Goal> Nothing but the lines from the one containing "Give the outline of every instance of the green" through the last line should be written out, please, exactly as they stand.
Start of Exercise data
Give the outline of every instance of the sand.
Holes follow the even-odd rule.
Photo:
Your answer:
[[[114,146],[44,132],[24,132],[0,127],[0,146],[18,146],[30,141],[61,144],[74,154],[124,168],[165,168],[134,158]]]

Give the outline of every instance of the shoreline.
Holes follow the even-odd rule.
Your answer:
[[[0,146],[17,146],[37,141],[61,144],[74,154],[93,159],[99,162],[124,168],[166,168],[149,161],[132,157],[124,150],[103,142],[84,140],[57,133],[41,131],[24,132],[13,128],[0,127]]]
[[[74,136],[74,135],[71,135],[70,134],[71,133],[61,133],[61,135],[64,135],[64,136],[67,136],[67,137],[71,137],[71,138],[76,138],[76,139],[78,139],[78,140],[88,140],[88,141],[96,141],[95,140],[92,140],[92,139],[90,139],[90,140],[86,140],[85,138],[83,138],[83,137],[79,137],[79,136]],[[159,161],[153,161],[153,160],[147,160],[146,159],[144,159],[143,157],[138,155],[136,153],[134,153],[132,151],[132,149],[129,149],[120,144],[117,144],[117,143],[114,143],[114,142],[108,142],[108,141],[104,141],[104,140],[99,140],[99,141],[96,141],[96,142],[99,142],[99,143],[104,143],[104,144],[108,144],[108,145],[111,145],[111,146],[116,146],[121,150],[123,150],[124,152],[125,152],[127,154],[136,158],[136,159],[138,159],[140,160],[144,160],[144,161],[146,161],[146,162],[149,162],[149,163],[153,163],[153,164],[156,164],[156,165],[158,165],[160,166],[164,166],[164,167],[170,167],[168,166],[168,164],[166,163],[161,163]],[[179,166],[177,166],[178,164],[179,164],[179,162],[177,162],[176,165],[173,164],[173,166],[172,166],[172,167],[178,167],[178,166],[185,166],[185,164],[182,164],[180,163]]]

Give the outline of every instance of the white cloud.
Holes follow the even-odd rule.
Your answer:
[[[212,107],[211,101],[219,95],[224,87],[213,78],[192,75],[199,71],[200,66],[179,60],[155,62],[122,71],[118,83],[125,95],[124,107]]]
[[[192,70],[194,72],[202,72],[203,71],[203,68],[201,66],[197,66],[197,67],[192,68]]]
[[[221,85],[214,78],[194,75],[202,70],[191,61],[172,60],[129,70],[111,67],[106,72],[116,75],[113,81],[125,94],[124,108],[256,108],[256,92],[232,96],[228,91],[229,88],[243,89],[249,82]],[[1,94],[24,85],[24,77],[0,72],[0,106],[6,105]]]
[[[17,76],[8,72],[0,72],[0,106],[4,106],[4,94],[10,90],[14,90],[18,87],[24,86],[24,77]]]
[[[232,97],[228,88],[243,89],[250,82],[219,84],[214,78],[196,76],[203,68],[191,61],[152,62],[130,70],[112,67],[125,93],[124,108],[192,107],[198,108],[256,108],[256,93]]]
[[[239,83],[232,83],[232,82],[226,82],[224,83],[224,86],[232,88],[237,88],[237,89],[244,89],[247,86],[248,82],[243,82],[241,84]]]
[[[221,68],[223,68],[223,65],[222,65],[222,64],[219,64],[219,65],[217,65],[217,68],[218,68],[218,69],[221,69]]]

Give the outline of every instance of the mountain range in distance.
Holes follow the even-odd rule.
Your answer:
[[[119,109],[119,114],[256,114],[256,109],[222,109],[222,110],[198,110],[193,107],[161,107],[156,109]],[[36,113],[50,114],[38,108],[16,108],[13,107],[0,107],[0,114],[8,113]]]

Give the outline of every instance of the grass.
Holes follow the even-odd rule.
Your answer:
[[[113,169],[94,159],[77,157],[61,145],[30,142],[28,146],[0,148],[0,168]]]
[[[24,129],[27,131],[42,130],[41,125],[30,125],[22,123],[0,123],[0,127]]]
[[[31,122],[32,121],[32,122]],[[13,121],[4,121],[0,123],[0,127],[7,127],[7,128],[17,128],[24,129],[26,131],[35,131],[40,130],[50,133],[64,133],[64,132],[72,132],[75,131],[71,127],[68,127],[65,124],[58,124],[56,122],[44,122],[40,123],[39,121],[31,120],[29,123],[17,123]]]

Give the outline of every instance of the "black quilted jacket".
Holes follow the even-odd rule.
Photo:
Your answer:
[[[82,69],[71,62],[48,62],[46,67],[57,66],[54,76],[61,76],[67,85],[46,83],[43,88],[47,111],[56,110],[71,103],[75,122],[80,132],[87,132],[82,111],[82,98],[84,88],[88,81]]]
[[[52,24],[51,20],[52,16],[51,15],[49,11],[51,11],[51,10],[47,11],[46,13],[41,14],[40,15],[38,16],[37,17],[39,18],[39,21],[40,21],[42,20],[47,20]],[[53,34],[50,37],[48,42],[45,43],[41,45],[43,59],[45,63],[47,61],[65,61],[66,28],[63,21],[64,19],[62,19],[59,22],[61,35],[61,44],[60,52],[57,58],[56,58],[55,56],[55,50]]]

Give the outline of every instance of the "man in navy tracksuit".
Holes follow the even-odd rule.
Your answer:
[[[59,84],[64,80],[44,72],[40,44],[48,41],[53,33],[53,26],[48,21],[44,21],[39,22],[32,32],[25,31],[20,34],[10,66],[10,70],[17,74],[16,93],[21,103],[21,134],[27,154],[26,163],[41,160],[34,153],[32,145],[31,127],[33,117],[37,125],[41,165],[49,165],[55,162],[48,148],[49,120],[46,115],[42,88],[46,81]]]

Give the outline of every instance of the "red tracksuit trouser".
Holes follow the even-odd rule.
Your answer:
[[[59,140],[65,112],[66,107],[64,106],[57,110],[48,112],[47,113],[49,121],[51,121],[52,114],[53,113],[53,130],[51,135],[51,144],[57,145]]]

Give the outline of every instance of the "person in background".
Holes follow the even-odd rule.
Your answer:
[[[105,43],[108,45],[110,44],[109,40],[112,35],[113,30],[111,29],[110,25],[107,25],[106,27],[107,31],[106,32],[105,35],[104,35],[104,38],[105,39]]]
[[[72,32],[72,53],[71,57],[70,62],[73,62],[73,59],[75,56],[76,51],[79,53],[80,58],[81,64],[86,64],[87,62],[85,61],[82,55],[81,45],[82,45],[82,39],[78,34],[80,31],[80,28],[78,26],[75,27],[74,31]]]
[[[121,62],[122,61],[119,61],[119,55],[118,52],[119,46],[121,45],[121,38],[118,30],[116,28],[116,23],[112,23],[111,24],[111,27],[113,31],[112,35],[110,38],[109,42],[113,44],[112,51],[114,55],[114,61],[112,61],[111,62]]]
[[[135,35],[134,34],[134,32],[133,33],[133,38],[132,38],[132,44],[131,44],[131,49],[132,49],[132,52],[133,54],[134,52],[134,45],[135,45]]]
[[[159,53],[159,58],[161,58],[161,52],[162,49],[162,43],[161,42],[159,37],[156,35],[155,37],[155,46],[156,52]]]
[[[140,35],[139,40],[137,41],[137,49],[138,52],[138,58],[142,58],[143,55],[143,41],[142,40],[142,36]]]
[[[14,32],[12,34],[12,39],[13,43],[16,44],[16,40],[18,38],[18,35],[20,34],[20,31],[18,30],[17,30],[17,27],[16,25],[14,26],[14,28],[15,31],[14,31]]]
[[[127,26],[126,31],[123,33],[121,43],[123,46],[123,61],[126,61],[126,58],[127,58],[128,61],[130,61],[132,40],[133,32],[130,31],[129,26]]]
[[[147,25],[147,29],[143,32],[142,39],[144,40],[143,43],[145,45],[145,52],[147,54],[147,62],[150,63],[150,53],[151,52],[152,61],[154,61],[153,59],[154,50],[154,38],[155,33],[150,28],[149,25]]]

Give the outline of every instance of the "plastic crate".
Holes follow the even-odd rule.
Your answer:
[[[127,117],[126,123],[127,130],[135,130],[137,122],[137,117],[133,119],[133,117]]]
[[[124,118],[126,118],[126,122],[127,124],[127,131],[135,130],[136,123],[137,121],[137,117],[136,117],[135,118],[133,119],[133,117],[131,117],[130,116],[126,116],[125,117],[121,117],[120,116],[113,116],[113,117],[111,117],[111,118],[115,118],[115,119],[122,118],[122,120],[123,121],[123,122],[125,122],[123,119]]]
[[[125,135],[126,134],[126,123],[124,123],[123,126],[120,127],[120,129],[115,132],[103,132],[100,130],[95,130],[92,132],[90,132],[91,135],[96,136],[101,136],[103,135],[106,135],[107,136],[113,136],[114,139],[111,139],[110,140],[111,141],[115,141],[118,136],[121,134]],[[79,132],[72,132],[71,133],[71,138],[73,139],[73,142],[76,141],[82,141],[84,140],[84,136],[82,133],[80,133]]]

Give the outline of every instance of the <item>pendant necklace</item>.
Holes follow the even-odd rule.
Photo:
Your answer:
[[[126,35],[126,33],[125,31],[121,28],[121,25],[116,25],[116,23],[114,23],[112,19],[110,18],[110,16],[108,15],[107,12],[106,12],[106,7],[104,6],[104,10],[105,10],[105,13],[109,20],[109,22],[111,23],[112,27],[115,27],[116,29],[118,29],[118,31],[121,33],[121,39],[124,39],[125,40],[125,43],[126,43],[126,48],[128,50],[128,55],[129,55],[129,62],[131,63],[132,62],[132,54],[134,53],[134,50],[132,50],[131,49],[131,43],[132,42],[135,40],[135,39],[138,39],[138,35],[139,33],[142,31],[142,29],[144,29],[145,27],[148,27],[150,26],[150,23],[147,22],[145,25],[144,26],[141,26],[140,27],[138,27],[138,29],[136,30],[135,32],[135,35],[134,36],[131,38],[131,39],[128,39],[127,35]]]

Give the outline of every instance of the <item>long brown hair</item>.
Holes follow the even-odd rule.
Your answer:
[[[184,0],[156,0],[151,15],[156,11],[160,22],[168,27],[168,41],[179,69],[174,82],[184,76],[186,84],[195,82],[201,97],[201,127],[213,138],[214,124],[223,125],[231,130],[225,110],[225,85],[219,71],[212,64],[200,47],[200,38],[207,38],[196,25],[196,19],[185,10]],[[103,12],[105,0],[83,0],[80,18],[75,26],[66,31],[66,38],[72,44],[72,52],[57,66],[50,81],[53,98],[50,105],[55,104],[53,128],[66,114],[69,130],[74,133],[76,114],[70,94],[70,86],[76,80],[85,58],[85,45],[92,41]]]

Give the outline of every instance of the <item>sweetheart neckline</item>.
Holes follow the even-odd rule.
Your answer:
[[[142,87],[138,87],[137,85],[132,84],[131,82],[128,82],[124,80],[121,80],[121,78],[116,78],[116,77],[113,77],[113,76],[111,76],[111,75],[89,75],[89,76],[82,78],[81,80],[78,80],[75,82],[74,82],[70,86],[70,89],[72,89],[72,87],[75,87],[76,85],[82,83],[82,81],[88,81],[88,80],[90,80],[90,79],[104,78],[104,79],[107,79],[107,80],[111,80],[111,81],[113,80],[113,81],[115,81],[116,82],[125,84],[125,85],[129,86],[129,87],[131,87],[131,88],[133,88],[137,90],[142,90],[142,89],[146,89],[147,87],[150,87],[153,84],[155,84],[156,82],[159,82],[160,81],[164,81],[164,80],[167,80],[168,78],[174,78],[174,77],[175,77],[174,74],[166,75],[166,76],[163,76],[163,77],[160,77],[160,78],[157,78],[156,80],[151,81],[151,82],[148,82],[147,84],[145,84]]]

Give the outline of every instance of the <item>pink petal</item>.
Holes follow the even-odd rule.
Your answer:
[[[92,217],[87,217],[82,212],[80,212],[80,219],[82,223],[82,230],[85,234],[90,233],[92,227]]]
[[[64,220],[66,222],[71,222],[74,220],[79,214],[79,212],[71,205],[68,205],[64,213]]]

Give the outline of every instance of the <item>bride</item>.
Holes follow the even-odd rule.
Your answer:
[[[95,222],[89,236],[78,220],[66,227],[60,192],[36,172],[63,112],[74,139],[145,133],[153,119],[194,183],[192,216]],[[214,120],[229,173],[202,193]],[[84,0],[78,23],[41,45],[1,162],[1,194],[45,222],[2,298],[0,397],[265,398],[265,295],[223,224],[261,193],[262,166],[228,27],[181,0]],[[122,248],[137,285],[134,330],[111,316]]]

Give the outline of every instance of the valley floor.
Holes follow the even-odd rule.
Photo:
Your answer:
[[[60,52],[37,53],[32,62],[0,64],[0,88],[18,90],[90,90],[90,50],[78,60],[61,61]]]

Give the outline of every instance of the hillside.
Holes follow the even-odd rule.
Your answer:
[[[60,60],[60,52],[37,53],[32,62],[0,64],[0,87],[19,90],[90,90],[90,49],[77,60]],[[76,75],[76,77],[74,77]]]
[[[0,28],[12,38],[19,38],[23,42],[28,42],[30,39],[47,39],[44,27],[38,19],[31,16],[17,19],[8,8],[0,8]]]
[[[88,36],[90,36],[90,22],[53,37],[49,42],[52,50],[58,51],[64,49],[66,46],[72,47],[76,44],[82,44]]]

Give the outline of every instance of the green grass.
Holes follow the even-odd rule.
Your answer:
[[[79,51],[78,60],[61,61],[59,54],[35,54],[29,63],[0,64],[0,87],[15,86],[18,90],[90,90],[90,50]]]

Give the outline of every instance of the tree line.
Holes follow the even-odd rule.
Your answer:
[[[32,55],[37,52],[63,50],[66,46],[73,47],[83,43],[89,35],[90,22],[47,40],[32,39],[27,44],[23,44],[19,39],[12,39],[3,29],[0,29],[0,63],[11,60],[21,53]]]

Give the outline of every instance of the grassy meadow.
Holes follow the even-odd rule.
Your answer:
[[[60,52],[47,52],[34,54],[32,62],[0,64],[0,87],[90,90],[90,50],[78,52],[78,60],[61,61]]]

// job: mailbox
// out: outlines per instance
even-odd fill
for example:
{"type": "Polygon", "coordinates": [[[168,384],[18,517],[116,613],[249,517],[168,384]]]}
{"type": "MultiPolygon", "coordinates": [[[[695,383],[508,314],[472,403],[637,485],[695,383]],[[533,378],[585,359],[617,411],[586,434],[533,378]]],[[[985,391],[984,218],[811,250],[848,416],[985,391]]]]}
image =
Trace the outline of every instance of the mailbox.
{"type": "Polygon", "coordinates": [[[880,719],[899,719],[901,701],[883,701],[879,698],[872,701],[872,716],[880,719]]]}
End of Exercise data
In response>
Give the outline of every instance of the green grass.
Holes follow the even-odd rule.
Your answer:
[[[79,51],[78,60],[61,61],[59,54],[35,54],[29,63],[0,64],[0,87],[15,86],[18,90],[90,90],[90,50]]]

Give the outline of every instance of the tree line.
Holes follow the even-odd rule.
Your answer:
[[[32,55],[37,52],[63,50],[66,46],[73,47],[83,43],[89,35],[90,22],[47,40],[32,39],[27,44],[23,44],[19,39],[12,39],[3,29],[0,29],[0,63],[11,60],[21,53]]]

Give the outline of every instance of the grassy meadow.
Holes follow the even-odd rule.
Your answer:
[[[60,52],[47,52],[34,54],[32,62],[0,64],[0,87],[90,90],[90,50],[78,52],[78,60],[61,61]]]

// job: mailbox
// out: outlines per instance
even-odd fill
for example:
{"type": "Polygon", "coordinates": [[[168,384],[18,517],[116,613],[249,517],[168,384]]]}
{"type": "MultiPolygon", "coordinates": [[[[695,383],[508,314],[472,403],[637,485],[695,383]],[[533,378],[585,359],[617,411],[586,434],[533,378]]],[[[985,391],[984,218],[811,250],[848,416],[985,391]]]]}
image =
Trace the outline of every instance of the mailbox.
{"type": "Polygon", "coordinates": [[[880,719],[899,719],[901,701],[883,701],[879,698],[872,701],[872,716],[880,719]]]}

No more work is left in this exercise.